──────── ŹRÓDŁO
Śpieszmy się łajać i obszczekiwać blogerów, tak szybko odchodzą. Galopujący Major, wcześniej Foxx, Freeman, axolotl - stylista wyborny, prawie tu niezauważany, pewnie dlatego, że jest on zoon apolitikon. Prof. Sadurski, który kiedyś wrzucał trzy-cztery notki tygodniowo, dziś publikuje rzadko i jakby od niechcenia. Zamilkła - przynajmniej na tym portalu - Bogumiła Tyszkiewicz.
Jedni odchodzą, drudzy przychodzą, nie ci, to tamci. Niekoniecznie. Na miejsce tamtych niekoniecznie przyjdą dorównujący im piórem i olejem w głowie. Łamy portalu szturmują lemingi. Poznać ich można po koszmarnym stylu. Nie chodzi mi tu o zarzuty, które by można skierować pod adresem np. Toyaha lub Azraela - że ich styl jest pompatyczny a jednocześnie monotonny, pełen powtórzeń, dłużyzn, ciągów zdań oznajmujących. U Toyaha i Azraela jest to może nienajszczęśliwsza maniera, ale wciąż w obrębie przywoitego stylu literackiego w jego wersji publicystycznej. Lemingom taki styl jest właściwie obcy - usiłują się nim posługiwać (coś tam im jednak w szkole do głów wtłoczono), ale wychodzi im to wyjątkowo nieporadnie. Tytułem przykładu
Dziś przed sądem w Katowicach, zapadł historyczny wyrok. Z powództwa Alicji Tysiąc przeciwko katolickiemu pismu "Gość Niedzielny”. Poszło o naruszenie dóbr osobistych pani Tysiąc. Warto dodać ze proces zakończył się wygraną pozywającej kobiety.
────────────────
──────── DOSTARCZONE INFORMACJE
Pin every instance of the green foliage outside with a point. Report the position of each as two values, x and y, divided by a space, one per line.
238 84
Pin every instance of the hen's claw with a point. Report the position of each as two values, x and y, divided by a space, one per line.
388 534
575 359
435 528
────────────────
──────── DOSTARCZONE INFORMACJE
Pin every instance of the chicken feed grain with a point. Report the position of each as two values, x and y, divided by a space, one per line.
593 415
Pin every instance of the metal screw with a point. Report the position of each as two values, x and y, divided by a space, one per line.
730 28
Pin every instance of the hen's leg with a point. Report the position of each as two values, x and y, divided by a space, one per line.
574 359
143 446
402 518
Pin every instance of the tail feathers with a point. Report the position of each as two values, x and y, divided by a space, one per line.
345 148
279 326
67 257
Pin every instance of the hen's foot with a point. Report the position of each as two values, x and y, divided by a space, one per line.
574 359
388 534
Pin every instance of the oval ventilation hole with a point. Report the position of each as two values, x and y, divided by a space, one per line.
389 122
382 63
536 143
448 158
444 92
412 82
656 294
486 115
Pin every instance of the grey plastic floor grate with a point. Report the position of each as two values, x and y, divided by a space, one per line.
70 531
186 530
────────────────
──────── DOSTARCZONE INFORMACJE
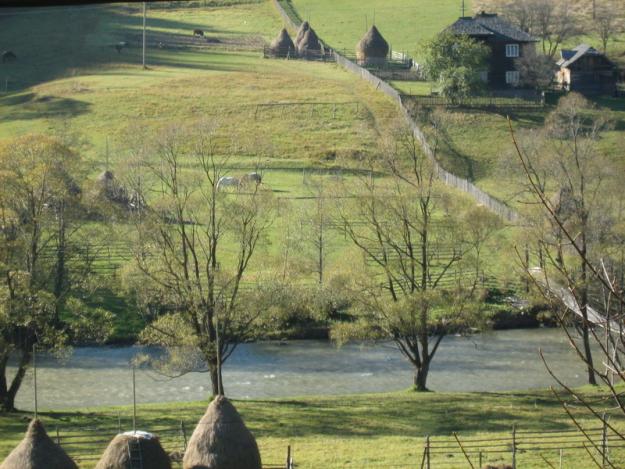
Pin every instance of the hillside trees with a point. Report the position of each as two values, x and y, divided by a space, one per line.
────────────────
**POLECENIE**
Odpowiedz krótko na pytania do tekstu o blogerach:
1. Ile notek tygodniowo wrzucał kiedyś prof. Sadurski?
2. Po czym, według autora, można poznać lemingi?
3. Przeciwko jakiemu pismu toczył się proces z powództwa Alicji Tysiąc?

**WYNIK ZADANIA**
1. Trzy-cztery notki tygodniowo.
2. Po koszmarnym stylu.
3. Przeciwko katolickiemu pismu „Gość Niedzielny”.